--- Data Enclosed Below ---
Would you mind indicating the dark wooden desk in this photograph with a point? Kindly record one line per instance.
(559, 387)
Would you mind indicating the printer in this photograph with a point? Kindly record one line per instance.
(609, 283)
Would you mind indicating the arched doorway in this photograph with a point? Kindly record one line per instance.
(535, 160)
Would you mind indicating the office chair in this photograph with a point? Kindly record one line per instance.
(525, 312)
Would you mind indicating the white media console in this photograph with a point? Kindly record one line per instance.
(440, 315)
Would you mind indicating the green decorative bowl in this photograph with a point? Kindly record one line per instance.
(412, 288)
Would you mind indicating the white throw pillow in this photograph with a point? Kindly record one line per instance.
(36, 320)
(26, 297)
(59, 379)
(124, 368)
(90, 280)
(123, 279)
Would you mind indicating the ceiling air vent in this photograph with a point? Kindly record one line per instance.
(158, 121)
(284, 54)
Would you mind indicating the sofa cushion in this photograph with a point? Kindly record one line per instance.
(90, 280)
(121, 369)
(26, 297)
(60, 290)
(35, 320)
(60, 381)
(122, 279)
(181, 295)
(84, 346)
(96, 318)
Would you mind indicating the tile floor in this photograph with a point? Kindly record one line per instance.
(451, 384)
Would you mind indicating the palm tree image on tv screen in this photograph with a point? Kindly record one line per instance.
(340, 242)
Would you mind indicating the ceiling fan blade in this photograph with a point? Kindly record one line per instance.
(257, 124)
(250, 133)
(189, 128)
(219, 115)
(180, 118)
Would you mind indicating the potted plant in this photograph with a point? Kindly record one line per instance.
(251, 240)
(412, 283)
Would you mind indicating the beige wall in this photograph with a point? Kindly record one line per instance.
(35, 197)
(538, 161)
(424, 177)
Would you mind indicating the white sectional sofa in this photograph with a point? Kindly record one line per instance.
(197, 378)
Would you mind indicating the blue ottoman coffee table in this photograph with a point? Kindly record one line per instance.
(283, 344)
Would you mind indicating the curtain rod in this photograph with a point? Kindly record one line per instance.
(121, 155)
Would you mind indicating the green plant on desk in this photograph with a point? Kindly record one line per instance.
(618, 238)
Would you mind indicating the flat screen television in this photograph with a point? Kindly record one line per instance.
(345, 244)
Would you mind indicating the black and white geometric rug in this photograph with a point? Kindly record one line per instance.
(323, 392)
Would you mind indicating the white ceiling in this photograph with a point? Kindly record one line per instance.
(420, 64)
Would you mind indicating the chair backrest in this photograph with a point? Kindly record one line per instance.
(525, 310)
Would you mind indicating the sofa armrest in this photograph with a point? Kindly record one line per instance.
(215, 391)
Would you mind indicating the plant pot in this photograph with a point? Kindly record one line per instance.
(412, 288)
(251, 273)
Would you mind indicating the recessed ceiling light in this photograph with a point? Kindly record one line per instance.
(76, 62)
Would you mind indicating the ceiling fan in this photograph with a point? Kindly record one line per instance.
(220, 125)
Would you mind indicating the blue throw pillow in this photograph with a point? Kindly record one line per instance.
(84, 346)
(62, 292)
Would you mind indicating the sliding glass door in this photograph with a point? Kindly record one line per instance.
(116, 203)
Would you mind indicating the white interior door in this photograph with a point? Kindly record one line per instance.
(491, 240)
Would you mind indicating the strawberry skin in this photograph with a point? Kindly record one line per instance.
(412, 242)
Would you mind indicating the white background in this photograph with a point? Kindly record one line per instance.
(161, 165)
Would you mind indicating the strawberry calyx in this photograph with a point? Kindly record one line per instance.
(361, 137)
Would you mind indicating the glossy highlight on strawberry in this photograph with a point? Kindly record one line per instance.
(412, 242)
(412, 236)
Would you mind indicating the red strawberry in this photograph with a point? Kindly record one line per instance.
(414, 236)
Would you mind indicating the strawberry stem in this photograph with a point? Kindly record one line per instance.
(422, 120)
--- End of Enclosed Data ---
**Exercise aim**
Set down the records once more, character for character.

**Solution to this exercise**
Would you mind indicating the dark wooden desk in this photograph with a point? Kindly record one line per instance.
(559, 387)
Would you mind indicating the printer in this photograph with a point? Kindly record one line per instance.
(609, 283)
Would you mind indicating the arched doorway in this photograph with a point? Kindly record one line per instance.
(535, 160)
Would you mind indicating the office chair in this photograph with a point? Kindly record one line per instance.
(525, 312)
Would you mind indicating the white media console in this photograph with a point? Kindly record one line per instance.
(440, 315)
Would you mind indicating the green decorative bowl in this photograph with a point? Kindly record one line per instance.
(412, 288)
Would you mind indicating the white throw pillow in this photograph with a point? Kindly record one line per instance.
(36, 320)
(26, 297)
(59, 379)
(124, 368)
(90, 280)
(123, 279)
Would you mind indicating the ceiling air vent in this photograph with a point? Kindly record one line per instance.
(158, 121)
(284, 54)
Would you mind indicating the sofa cushion in this photograph with a point? Kindly record one line per instance.
(90, 280)
(121, 369)
(26, 297)
(60, 290)
(35, 320)
(60, 381)
(122, 279)
(181, 295)
(84, 346)
(96, 318)
Would you mind indicating the tile floor in this photograph with a point? Kindly record one line per instance.
(451, 384)
Would you mind indicating the palm tree image on tv screen in this photograph with a point? Kindly record one line per instance.
(340, 242)
Would you mind indicating the ceiling fan blade in this photograph with a point? Kindly record one line per instance.
(257, 124)
(250, 133)
(189, 128)
(219, 115)
(180, 118)
Would you mind indicating the potted plant in this photograph with a point? Kindly record one line per instance.
(251, 240)
(412, 283)
Would you mind indicating the beige wall in this photograph with a point? Kindly record one line per instance.
(35, 197)
(538, 161)
(424, 177)
Would you mind indicating the white sectional sofa in this photograph with a point? Kindly record one line per instance.
(197, 378)
Would you mind indicating the blue ottoman coffee table in this photograph with a point? Kindly record one line per instance.
(283, 344)
Would you mind indicating the curtain rod in this photograph with a point? Kindly record one line per instance.
(121, 155)
Would you mind indicating the green plant on desk in this photograph with a point? Kindly record one line per instance.
(618, 238)
Would you mind indicating the flat screen television in this photograph with a point? Kindly record one line per instance.
(345, 244)
Would you mind indicating the black and white geometric rug in this photograph with a point? Kindly record one line per instance.
(323, 392)
Would you mind indicating the white ceiling in this photograph with a point? Kindly record one line per instance.
(420, 64)
Would you mind indicating the chair backrest in this photograph with a point? Kindly record one line per instance.
(525, 310)
Would you mind indicating the sofa armrest in this photograph with a point? Kindly record one line per instance.
(215, 391)
Would you mind indicating the plant pot in this photograph with a point? Kindly record one line per instance.
(412, 288)
(251, 273)
Would you mind indicating the recessed ceiling light in this photograph with a point? Kindly record one line per instance.
(76, 62)
Would you mind indicating the ceiling fan in this photograph with a point? Kindly record one line per instance.
(220, 125)
Would you mind indicating the blue throw pillow in this photograph with a point? Kindly record one line per instance.
(84, 346)
(62, 292)
Would you mind indicating the sliding glass door in this photograph with a point? Kindly record one line per instance.
(116, 203)
Would you mind indicating the white interior door in this photograph with a point? Kindly record one line per instance.
(491, 240)
Would you mind indicating the strawberry skin in this photograph with a point? Kindly record one line per instance.
(412, 242)
Would you mind indicating the white background in this photograph with a point? Kindly record one line per instance.
(161, 165)
Would you mind indicating the strawberry calyx in this photograph with a point? Kindly record one line per instance.
(361, 137)
Would you mind indicating the glossy highlight on strawberry in this photograph with a point? Kindly record one line per instance.
(412, 242)
(412, 236)
Would you mind indicating the red strawberry in this photograph with a point? Kindly record one line per instance.
(414, 236)
Would you mind indicating the strawberry stem in this photograph with a point? Kindly record one line per instance.
(422, 120)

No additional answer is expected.